▶ **WHAT YOU HAVE TO DO**:
Rewrite every line of the listing below, substituting "shelf audit tool" for "planogram checker" wherever it appears and leaving everything else the same.
— start of INPUT RECORDS —
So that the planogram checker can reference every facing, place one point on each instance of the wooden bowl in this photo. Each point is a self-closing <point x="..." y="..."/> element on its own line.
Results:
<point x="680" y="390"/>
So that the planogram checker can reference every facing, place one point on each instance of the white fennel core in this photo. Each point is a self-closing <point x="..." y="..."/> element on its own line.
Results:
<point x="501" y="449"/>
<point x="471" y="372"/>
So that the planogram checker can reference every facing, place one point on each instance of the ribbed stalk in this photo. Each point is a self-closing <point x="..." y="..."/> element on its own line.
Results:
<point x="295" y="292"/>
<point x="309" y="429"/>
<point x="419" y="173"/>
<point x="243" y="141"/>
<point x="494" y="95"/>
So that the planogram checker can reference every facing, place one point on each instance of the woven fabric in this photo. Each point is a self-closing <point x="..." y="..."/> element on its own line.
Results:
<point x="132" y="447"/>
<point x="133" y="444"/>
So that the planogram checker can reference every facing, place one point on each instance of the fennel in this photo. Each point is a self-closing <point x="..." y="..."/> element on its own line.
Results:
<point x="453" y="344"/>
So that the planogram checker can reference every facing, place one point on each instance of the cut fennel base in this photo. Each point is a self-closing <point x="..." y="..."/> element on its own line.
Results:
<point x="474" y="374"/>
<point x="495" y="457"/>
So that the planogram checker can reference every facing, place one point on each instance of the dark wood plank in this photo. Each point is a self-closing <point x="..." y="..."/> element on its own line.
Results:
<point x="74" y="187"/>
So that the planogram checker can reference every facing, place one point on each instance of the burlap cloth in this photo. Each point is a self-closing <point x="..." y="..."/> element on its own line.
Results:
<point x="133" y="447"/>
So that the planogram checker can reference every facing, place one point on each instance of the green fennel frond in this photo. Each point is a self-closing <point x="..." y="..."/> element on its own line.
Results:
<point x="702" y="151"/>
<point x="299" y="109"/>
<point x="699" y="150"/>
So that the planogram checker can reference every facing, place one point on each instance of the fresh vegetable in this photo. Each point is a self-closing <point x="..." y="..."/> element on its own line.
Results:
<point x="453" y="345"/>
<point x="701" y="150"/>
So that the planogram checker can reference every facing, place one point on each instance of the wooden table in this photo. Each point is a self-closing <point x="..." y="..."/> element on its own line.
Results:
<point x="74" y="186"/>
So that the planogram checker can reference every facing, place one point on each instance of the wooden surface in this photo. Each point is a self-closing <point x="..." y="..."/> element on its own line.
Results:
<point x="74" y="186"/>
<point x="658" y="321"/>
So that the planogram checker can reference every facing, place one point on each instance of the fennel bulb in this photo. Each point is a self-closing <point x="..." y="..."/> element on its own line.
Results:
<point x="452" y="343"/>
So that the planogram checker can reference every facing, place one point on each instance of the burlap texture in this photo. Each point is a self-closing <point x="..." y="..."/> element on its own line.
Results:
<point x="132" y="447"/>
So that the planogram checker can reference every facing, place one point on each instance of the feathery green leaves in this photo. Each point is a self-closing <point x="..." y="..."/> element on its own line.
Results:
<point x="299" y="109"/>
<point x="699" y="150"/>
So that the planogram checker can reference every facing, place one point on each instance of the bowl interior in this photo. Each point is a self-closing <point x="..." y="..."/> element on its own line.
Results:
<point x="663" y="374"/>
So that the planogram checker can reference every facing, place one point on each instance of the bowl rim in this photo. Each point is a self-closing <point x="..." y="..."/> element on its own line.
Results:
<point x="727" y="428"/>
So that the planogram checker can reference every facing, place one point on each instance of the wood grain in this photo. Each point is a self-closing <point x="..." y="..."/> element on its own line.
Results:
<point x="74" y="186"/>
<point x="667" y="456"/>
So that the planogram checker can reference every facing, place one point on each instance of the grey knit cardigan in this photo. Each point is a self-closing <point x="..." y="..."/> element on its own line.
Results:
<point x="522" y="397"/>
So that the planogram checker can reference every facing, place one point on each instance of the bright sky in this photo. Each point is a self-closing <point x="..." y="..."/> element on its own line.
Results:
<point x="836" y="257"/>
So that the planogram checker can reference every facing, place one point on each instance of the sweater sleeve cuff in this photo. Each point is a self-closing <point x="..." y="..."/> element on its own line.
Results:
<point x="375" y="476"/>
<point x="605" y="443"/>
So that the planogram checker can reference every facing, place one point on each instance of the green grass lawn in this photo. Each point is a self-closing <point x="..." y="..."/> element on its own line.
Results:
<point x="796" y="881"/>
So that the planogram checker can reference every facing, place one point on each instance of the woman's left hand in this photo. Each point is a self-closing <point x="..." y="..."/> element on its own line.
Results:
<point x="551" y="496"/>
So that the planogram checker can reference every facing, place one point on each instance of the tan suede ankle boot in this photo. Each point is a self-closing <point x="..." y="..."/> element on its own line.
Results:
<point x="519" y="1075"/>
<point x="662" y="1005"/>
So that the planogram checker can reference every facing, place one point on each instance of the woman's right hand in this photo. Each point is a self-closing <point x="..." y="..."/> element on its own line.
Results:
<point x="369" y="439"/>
— end of INPUT RECORDS —
▶ **THE SOLUTION**:
So that the shelf audit tool can reference every facing, place one point on each instance of the wooden bowl in this photo. Each point is a self-closing <point x="..." y="..."/> element on its own line.
Results:
<point x="680" y="390"/>
So that the shelf audit tool can reference every facing, place one point on each instance of the white fennel core in this photo. Each point is a self-closing <point x="..." y="..."/> element on its own line.
Results:
<point x="501" y="449"/>
<point x="471" y="372"/>
So that the shelf audit tool can reference every facing, place one point on each instance of the ribbed stalk in this photo. Each point is a self-closing <point x="..." y="..."/> element on its own line.
Results:
<point x="295" y="292"/>
<point x="309" y="429"/>
<point x="419" y="173"/>
<point x="243" y="141"/>
<point x="494" y="95"/>
So that the shelf audit tool can reference every facing, place one point on each instance of the woven fabric in this photo. Each point is a self-closing <point x="..." y="..."/> element on its own line.
Results:
<point x="132" y="447"/>
<point x="133" y="444"/>
So that the shelf audit tool can reference every facing, place one point on each instance of the fennel in this photo. Each point is a self-closing <point x="..." y="..."/> element on its own line.
Results:
<point x="453" y="344"/>
So that the shelf audit tool can reference every facing, place one point on each instance of the cut fennel base in this photo. Each point is a self-closing <point x="..." y="..."/> element on its own line.
Results:
<point x="474" y="374"/>
<point x="495" y="457"/>
So that the shelf audit tool can reference every facing, place one point on each instance of the dark wood plank in this photo. Each point is a self-closing <point x="..." y="..."/> element on its own line.
Results:
<point x="74" y="187"/>
So that the shelf audit tool can reference every facing, place one point on each instance of the burlap cloth in this photo. Each point is a self-closing <point x="..." y="..."/> element on its own line.
Results:
<point x="133" y="447"/>
So that the shelf audit tool can reference every facing, place one point on each instance of the green fennel frond in this photo. Each point is a self-closing <point x="..." y="..."/> element on its own line.
Results:
<point x="702" y="151"/>
<point x="299" y="109"/>
<point x="699" y="150"/>
So that the shelf audit tool can reference every facing, place one point on each instance of the fresh vegetable in this photo. Each point is a self-closing <point x="..." y="..."/> element on its own line.
Results:
<point x="453" y="345"/>
<point x="701" y="150"/>
So that the shelf audit tool can reference every facing, place one point on each instance of the wooden table in this photo. Each point is a self-closing <point x="..." y="..."/> element on its own line.
Results:
<point x="74" y="186"/>
So that the shelf audit tool can reference every facing, place one point on each instance of the wooden surface in this photo. Each point is a self-closing <point x="..." y="..."/> element on its own line.
Results:
<point x="74" y="186"/>
<point x="658" y="321"/>
So that the shelf audit tool can reference every facing, place one point on each instance of the fennel bulb in this photo. Each point is a self-closing <point x="..." y="..."/> element on its own line.
Results:
<point x="452" y="343"/>
So that the shelf audit tool can reference every facing, place one point on each instance of the burlap texture in this photo. Each point is a self-closing <point x="..." y="..."/> element on its own line.
Results:
<point x="132" y="447"/>
So that the shelf audit tool can reference every facing, place one point on each instance of the feathery green leaves in this photo. Each point is a self-closing <point x="..." y="..."/> element on its own line.
Results:
<point x="299" y="109"/>
<point x="699" y="150"/>
So that the shelf audit tool can reference every facing, place one point on each instance of the bowl interior in this photo. Each point is a self-closing <point x="..." y="..."/> element on its own line.
Results:
<point x="663" y="374"/>
So that the shelf audit tool can reference every facing, place one point on each instance of the bowl rim in this photo. Each point is a self-closing <point x="..." y="..."/> element on its own line.
Results:
<point x="727" y="428"/>
So that the shelf audit tool can reference every facing, place one point on each instance of the wood grain in this photo. Each point is a self-closing <point x="..." y="..."/> element on its own line.
Results:
<point x="74" y="186"/>
<point x="667" y="456"/>
So that the shelf audit tool can reference every facing, place one point on each instance of the grey knit cardigan in this photo. Each point is a self-closing <point x="..." y="..."/> element on its own line.
Results:
<point x="522" y="397"/>
So that the shelf audit tool can reference every facing, place one point on each instance of the bright sky in this photo. Each point is a self-closing <point x="..." y="..."/> element on its own line.
Results:
<point x="836" y="257"/>
So that the shelf audit tool can reference every facing, place one point on each instance of the sweater sleeve cuff in this photo. Each point is a self-closing <point x="..." y="..."/> element on its own line.
Results:
<point x="375" y="476"/>
<point x="605" y="443"/>
So that the shelf audit tool can reference every facing, place one point on each instance of the green grass lawn in this photo. Each point is a self-closing <point x="..." y="..."/> element on its own line.
Results:
<point x="796" y="881"/>
So that the shelf audit tool can reference every facing, place one point on each instance of the woman's left hand in this photo. Each point is a self-closing <point x="..." y="..."/> element on its own line.
Results:
<point x="551" y="496"/>
So that the shelf audit tool can reference every facing, place one point on each instance of the tan suede ankle boot in this photo. Each point is a self-closing <point x="..." y="..."/> element on its own line.
Results:
<point x="519" y="1075"/>
<point x="662" y="1005"/>
So that the shelf audit tool can reference every facing, place one point on each instance of the woman's right hand in this photo. Each point is a self-closing <point x="..." y="..."/> element on its own line.
Results:
<point x="369" y="439"/>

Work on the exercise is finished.